What to work on: Output an exact reproduction of the data.
☆ ☆ ☆
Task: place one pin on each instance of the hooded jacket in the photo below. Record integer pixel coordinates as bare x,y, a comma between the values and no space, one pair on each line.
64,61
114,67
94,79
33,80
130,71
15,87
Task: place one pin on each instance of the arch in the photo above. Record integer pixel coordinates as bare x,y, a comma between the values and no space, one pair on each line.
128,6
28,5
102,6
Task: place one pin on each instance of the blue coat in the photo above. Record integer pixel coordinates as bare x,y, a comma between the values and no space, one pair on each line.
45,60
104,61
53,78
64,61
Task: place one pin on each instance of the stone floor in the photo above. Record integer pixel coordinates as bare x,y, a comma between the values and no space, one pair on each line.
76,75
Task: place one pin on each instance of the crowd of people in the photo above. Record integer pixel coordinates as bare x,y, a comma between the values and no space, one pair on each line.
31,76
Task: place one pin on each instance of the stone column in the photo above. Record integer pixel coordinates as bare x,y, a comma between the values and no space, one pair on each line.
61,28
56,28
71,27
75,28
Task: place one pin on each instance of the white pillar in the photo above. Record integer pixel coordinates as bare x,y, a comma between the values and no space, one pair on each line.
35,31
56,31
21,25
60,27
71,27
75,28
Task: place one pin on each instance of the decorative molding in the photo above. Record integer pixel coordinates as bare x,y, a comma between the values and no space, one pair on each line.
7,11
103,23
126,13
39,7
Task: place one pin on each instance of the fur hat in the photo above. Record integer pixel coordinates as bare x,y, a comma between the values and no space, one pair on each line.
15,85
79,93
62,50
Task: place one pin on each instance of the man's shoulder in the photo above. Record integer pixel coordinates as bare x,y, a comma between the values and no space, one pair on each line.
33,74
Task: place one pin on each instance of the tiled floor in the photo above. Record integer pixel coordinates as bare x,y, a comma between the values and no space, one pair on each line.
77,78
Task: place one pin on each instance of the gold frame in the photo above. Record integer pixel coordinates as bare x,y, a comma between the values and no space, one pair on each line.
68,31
☆ ☆ ☆
Task response:
Task: place one pin on each instance of the hooded jacket in the photo below. Record integer pixel coordinates as bare x,y, a comma between the values and no space, one pair on each line.
64,61
114,67
94,79
33,80
130,71
15,87
Task: place one pin on each instance of the arch in the photo above. Record integer pixel coordinates as bare x,y, a comma between the values and no space, one pair on each line.
128,6
28,5
102,6
Task: place one pin on each instance of the blue coat in the photo above. Record integer pixel coordinates as bare x,y, a comma between the values and no space, one pair on each line.
45,60
104,61
53,78
64,61
Task: place one pin on each instance of the stone floor in the photo above. Record integer pixel coordinates as bare x,y, a comma between the values and no space, one pair on each line.
76,75
Task: place one pin on each instance of the crowd of people in the photo above. Record integer pixel coordinates as bare x,y, a comma between the values and no space, one pair on each line.
31,76
Task: place one pin on each instance of the stone column in the photo above. Record integer pixel coordinates as bare x,y, a comma between the values and no space, one pair on each line.
61,28
56,28
71,27
75,28
Task: place one pin on each instance of the white pillar in the photo above. Record integer pixel coordinates as bare x,y, a comma between the values and no space, one pair on each line.
35,31
56,31
21,25
60,27
71,27
75,28
Task: place one pin on each instance of the decorative molding in the photo above. Record integer pixel coordinates as bare x,y, a comma between the values and no space, one pair on each line.
7,11
103,23
126,13
39,7
Task: place one pin on each instance of the fur hat in the photo above. Record integer pixel coordinates as bare x,y, a comma between the values and no space, one pair on each line.
15,85
79,93
62,50
Task: place one pin on each instance of the man's shoulder in the photo above. Record integer pixel coordinates as bare x,y, a comma between the values and no space, one pair on each line.
33,74
Task: place one pin on each instance of the tiled floor in the photo above. Record integer pixel coordinates as bare x,y, a comma between the values and no space, one pair on each line.
77,78
Task: place one pin on each instance of the gold frame in the photo above. Record integer pixel coordinates as bare x,y, a comma between the values and no space, one pair on each line.
68,31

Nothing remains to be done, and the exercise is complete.